* _TEXT SECTION_:
....

Chapter 5What Every Executive Needs to Know about Millennials

Media is like an environment; it takes us over, and sort of consumes us in many ways … Media, in some ways, determines or dictates who can say what to whom, what they can say, how it will be said, etc. And so, when media change—our conversations change.

—Michael Wesch1

When I recently made a presentation to a company retreat of senior executives, I mentioned our research on Millennials (those born between 1980 and 2000). Immediately, the room temperature increased. Strong opinions bounced around the room like beach balls. Adjectives were barked and growled like profanity: “disrespectful,” “entitled,” “antisocial,” “uncaring.” Several snapped variations of, “They never answer their phones or e-mail” or “They're all like Justin Bieber, Miley Cyrus, or Jersey Shore.

Wow. So that's your hot button.

....

* _SUPPLIED MATERIAL_:
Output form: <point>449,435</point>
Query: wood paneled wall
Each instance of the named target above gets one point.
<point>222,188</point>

....

* _PROMPT_:
Answer these questions from the chapter excerpt on Millennials.
(a) According to the opening quotation, what changes when media change?
(b) Between which years were Millennials born, as the excerpt defines them?
(c) What did several executives at the retreat say Millennials never answer?

* _THE SOLUTION_:
(a) Our conversations change.
(b) Between 1980 and 2000.
(c) Their phones or e-mail.